[start Task inputs]

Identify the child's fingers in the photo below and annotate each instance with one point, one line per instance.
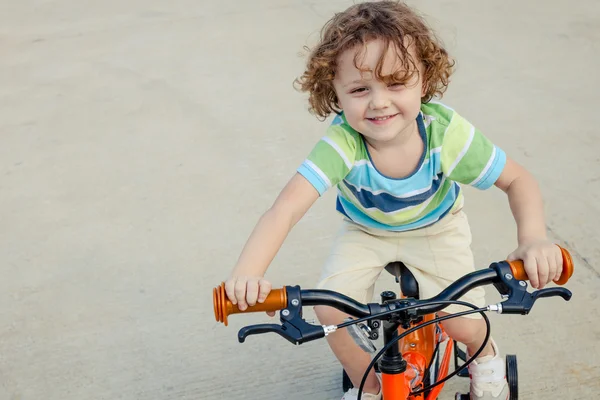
(543, 271)
(532, 271)
(240, 293)
(252, 291)
(264, 288)
(230, 290)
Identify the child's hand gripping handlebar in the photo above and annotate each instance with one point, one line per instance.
(507, 277)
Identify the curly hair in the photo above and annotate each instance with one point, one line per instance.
(395, 24)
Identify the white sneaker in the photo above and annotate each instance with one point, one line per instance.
(488, 377)
(352, 394)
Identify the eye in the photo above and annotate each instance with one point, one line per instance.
(358, 90)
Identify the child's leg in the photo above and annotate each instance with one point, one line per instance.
(354, 265)
(469, 331)
(353, 359)
(437, 256)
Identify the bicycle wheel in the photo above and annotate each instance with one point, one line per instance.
(512, 376)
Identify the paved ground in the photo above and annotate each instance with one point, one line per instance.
(141, 140)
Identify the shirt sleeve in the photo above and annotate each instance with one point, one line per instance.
(469, 157)
(330, 160)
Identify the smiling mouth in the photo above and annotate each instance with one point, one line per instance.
(384, 118)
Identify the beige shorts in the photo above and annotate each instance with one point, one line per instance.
(436, 255)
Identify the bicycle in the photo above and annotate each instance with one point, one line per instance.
(409, 361)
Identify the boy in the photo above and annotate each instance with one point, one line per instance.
(397, 159)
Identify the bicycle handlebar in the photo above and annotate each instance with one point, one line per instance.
(278, 298)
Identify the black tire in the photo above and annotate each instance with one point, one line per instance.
(512, 377)
(346, 382)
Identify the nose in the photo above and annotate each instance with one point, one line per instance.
(379, 100)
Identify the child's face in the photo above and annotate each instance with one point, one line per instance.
(378, 111)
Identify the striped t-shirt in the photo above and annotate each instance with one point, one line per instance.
(455, 152)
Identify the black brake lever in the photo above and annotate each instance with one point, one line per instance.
(293, 328)
(551, 292)
(258, 329)
(519, 300)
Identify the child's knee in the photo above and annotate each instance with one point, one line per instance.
(329, 315)
(465, 330)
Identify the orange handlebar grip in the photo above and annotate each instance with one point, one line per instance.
(275, 301)
(518, 268)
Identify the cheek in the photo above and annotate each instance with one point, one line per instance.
(354, 110)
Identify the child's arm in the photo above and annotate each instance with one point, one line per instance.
(543, 260)
(246, 285)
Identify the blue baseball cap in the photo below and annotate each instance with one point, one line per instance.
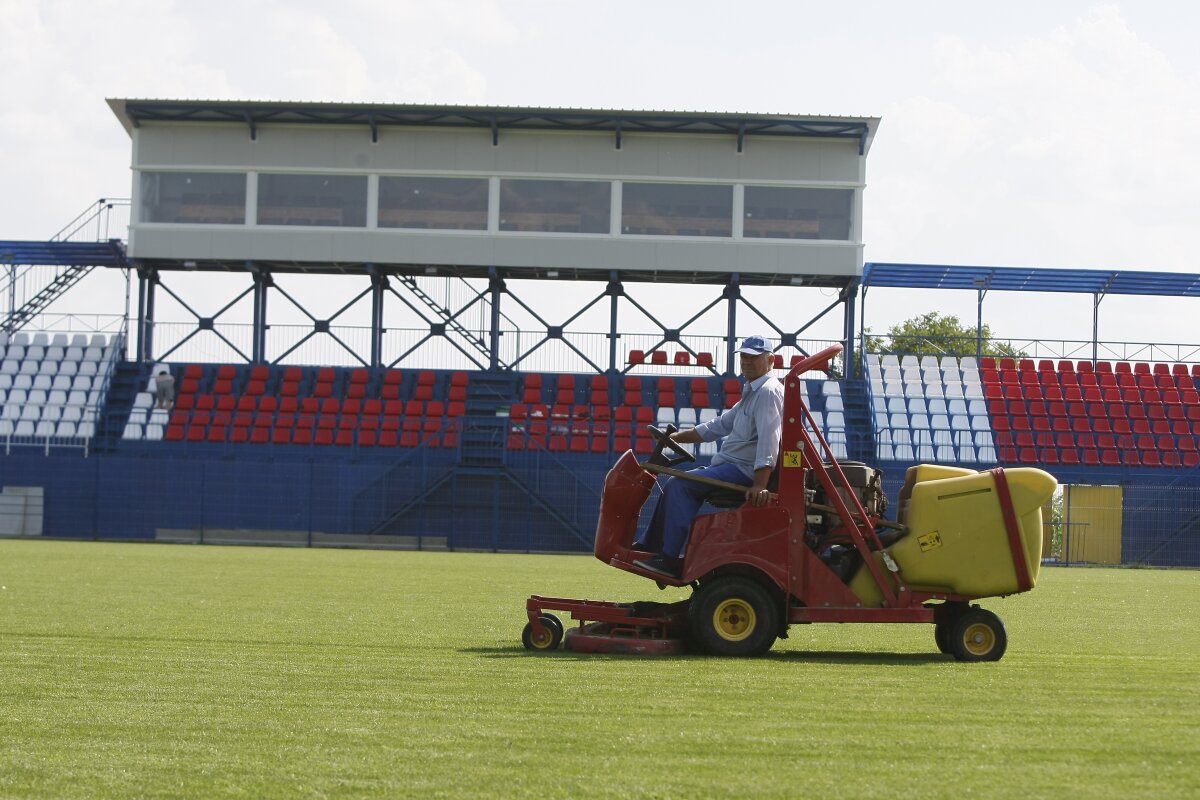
(755, 346)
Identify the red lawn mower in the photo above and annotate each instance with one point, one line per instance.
(819, 552)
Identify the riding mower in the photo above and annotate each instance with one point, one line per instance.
(819, 552)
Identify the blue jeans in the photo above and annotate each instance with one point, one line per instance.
(678, 504)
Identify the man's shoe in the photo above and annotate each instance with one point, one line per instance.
(661, 565)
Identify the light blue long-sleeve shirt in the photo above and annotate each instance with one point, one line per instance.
(751, 428)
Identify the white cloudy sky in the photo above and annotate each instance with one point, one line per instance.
(1031, 132)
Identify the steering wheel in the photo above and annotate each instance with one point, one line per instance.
(664, 441)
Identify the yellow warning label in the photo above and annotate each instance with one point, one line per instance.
(929, 541)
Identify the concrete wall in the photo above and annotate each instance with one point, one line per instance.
(528, 154)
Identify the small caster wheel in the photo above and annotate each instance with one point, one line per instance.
(977, 635)
(550, 638)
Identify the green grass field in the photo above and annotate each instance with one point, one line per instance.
(178, 671)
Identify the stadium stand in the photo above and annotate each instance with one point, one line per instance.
(53, 388)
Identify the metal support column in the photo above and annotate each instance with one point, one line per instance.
(982, 293)
(847, 330)
(148, 278)
(862, 334)
(496, 286)
(258, 344)
(615, 293)
(378, 287)
(732, 295)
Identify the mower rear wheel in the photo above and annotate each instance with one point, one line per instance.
(977, 635)
(549, 641)
(942, 637)
(733, 617)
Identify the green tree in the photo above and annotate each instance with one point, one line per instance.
(936, 334)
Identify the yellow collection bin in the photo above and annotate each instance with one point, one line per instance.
(958, 540)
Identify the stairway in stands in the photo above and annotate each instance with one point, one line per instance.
(129, 378)
(484, 431)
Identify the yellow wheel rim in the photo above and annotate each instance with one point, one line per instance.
(979, 639)
(733, 619)
(545, 639)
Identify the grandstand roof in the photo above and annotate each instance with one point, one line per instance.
(1019, 278)
(132, 113)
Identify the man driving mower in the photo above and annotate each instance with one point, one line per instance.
(750, 434)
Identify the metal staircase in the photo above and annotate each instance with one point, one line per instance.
(30, 286)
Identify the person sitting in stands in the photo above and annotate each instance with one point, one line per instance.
(751, 433)
(165, 390)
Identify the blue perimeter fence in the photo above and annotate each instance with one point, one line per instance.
(432, 498)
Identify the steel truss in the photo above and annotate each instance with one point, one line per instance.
(490, 298)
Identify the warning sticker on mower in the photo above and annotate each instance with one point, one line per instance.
(929, 541)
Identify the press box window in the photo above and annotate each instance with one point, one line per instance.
(336, 200)
(193, 198)
(449, 203)
(785, 212)
(677, 210)
(556, 206)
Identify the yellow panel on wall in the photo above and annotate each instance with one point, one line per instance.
(1092, 519)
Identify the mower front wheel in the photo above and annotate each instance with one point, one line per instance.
(977, 635)
(733, 617)
(549, 639)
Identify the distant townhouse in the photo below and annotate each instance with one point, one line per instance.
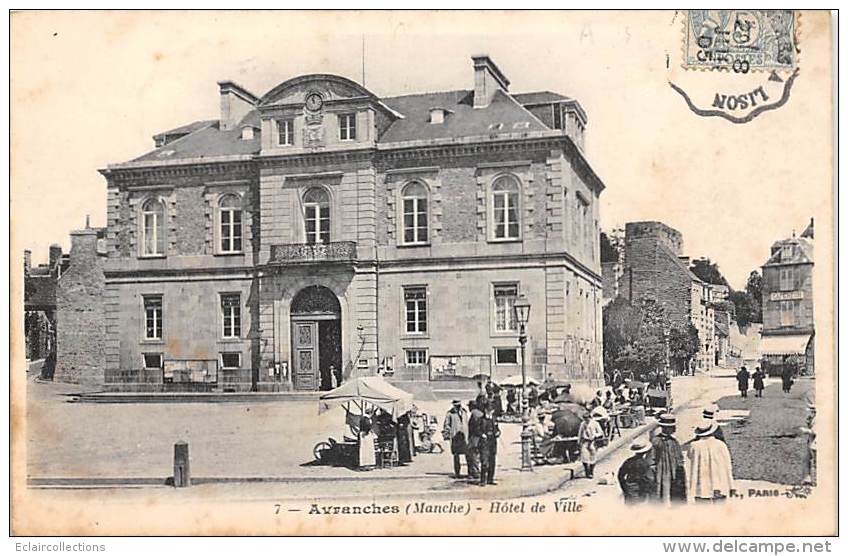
(788, 317)
(655, 268)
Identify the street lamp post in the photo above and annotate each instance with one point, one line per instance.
(522, 315)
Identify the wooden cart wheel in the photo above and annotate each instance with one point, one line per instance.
(319, 450)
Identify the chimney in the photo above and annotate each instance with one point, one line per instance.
(809, 231)
(236, 102)
(55, 255)
(488, 79)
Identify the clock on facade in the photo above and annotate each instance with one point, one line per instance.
(314, 102)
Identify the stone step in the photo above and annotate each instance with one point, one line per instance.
(194, 397)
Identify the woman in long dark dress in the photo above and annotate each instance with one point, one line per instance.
(404, 449)
(759, 385)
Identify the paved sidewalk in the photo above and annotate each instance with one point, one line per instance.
(264, 449)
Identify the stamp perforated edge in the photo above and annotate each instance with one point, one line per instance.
(684, 30)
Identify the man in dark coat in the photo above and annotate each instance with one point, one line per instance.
(475, 431)
(455, 431)
(710, 414)
(669, 469)
(635, 476)
(759, 384)
(742, 380)
(786, 377)
(489, 433)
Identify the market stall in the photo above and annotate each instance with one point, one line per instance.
(374, 409)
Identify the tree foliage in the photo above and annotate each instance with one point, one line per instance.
(639, 337)
(611, 245)
(708, 271)
(748, 302)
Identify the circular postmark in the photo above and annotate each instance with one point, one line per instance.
(736, 64)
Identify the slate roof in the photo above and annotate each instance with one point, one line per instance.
(540, 97)
(204, 138)
(462, 120)
(185, 129)
(39, 292)
(208, 141)
(803, 252)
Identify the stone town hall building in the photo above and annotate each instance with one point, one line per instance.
(321, 227)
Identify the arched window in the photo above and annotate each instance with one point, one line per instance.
(230, 218)
(316, 205)
(153, 227)
(415, 221)
(505, 211)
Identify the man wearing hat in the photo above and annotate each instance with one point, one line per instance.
(488, 446)
(475, 433)
(668, 463)
(742, 380)
(710, 477)
(710, 415)
(635, 476)
(588, 435)
(455, 431)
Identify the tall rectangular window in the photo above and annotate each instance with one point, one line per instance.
(231, 315)
(153, 227)
(347, 127)
(787, 313)
(787, 279)
(505, 296)
(558, 124)
(231, 224)
(317, 224)
(415, 300)
(505, 210)
(285, 132)
(415, 220)
(153, 317)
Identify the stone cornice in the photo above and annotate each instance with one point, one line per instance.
(381, 153)
(206, 167)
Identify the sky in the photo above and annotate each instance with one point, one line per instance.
(92, 88)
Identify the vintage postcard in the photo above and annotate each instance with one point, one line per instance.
(428, 273)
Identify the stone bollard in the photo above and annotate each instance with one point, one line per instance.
(182, 474)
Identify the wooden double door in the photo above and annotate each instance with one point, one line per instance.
(316, 352)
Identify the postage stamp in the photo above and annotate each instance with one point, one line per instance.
(740, 40)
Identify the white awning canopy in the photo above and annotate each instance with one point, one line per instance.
(784, 345)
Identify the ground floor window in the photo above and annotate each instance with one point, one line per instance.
(415, 300)
(416, 357)
(231, 360)
(152, 360)
(153, 317)
(506, 356)
(231, 315)
(505, 296)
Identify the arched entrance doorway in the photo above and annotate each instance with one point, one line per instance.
(316, 339)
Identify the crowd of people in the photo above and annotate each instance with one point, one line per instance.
(744, 379)
(473, 434)
(663, 471)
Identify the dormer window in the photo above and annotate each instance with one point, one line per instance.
(558, 119)
(347, 127)
(438, 115)
(285, 132)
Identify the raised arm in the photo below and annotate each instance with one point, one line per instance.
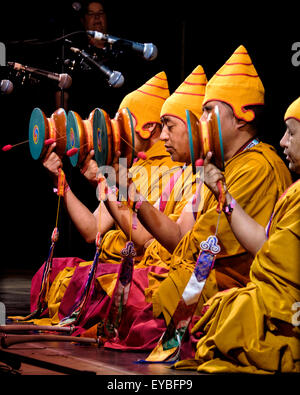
(247, 231)
(85, 221)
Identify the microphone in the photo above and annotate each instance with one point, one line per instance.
(64, 80)
(147, 50)
(6, 87)
(115, 78)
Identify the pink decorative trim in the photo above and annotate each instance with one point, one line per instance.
(292, 117)
(234, 63)
(151, 94)
(156, 86)
(188, 93)
(195, 83)
(174, 115)
(234, 74)
(160, 78)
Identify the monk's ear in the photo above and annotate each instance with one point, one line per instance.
(150, 126)
(240, 123)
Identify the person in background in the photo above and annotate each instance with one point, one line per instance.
(255, 329)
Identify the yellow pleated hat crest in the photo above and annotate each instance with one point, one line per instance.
(293, 110)
(188, 96)
(145, 102)
(237, 84)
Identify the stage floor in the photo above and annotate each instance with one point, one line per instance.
(65, 358)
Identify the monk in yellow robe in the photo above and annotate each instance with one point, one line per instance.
(191, 92)
(62, 291)
(254, 173)
(151, 172)
(255, 329)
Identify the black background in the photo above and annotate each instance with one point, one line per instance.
(186, 34)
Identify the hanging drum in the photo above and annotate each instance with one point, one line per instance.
(102, 138)
(79, 137)
(43, 131)
(205, 136)
(112, 135)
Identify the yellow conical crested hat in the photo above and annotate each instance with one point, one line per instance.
(237, 84)
(145, 102)
(188, 96)
(293, 111)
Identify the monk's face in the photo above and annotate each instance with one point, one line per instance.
(175, 135)
(228, 125)
(291, 144)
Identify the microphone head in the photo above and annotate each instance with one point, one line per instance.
(150, 51)
(116, 79)
(65, 81)
(6, 87)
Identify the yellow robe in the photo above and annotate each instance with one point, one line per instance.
(156, 254)
(256, 178)
(256, 329)
(150, 177)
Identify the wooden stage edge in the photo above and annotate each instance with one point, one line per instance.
(70, 358)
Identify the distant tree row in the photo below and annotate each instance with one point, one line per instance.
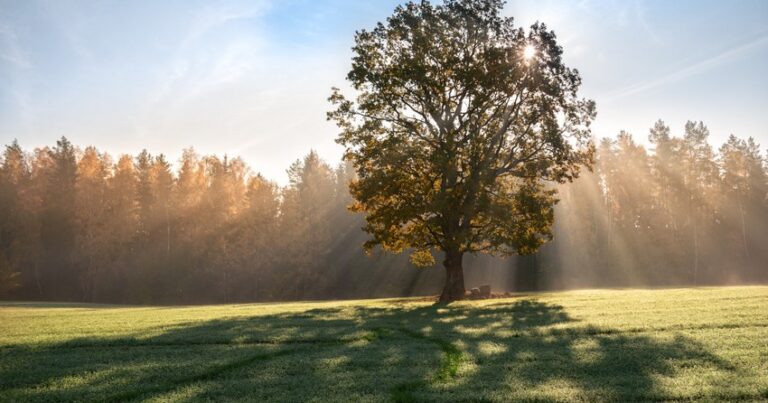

[end Task inputs]

-- Aim --
Report every line of the records that contains the string "microphone", matching case exactly.

-- Problem solution --
Identify the microphone in the photo above and annotate each instance with one point, one line per instance.
Identify the microphone head in the photo above and annotate each instance with one point, one line per instance.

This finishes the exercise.